Short exercise:
Pick up the article on cutting home air conditioning costs and keep writing it from its last sentence.

Homeowners in the United States use more energy to heat and cool their homes than they use for any other purpose — it can often be as great as 40% of a home’s energy consumption, on average.

In Florida’s climate, it can be particularly costly to keep interiors at a comfortable temperature during the summer. 

Don Cross, a home solutions specialist at Armstrong Air and Heating, based in Winter Garden, said one of the easiest ways to save money on air costs is to have systems regularly maintained.

“We try and educate homeowners to think of their AC systems like cars,” Cross said. “Most people won’t go a year without changing oil and rotating tires, so why go a year without servicing your AC system?”

Central air conditioning units are more efficient than room air conditioners. And for homes with central air, there are some new technologies for people who wish to cut their electric costs and carbon footprint, as well as some improvements to familiar methods that have always been considered effective. 

ENERGY STAR

As of Jan. 1, 2015, federal standards dictate that new air conditioning systems on the market must have a SEER rating of 14 or higher. The SEER, or seasonal energy efficiency ratio, is the cooling output during a typical cooling season divided by the total electric energy input during that season.

The efficiency of a system increases with the SEER. Systems that are certified by Energy Star have a SEER of 15 or higher.

Some Energy Star-certified systems increases efficiency by having a two-stage compressor that can operate at two speeds.

“Variable capacity is able to provide the precise amount of cooling your house needs by ramping itself up and down,” Cross said. “High speed for the really hot days and to get your house to temperature, and a low speed to maintain that temperature.”

Energy Star-certified systems tend to be more expensive to purchase than standard systems, but the cost difference is paid back over time through lower energy bills.

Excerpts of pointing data
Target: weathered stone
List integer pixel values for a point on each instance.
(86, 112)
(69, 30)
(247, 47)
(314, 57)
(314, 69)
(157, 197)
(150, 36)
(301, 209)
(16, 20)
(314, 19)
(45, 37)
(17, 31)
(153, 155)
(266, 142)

Task output:
CEILING FANS

In many Florida homes, air vents are located on or near the ceiling. As the cold air drops and the warm air rises, the whole room is cooled. But effective ceiling fans help the air-conditioning system by maintaining a steady air flow.

“It doesn’t raise or lower the temperature in the room, but it evens it out so that the AC doesn’t have to work as hard,” said Darby Serra, a representative of Dan’s Fan City in Ocoee.

AC systems and fans can complement each other if they are up-to-date and properly maintained.

“The more efficient the AC system, the better the fan will work for you,” Serra said. “I personally would tell you I never shut (my fans) off. I run them all on medium or low. It costs right around $2 a month.”

Fans with DC-powered motors use about half the power on high speed than regular fans, which have AC-powered (alternating current) motors. Because they are relatively new to the market, they currently are more expensive than AC-powered fans, but advances in technology and consumer demand will lower the price with time. 

THE FUTURE OF AIR

As the importance of sustainability continues to increase in our world, researchers and manufacturers will progress in the products they offer that make efficiency a priority.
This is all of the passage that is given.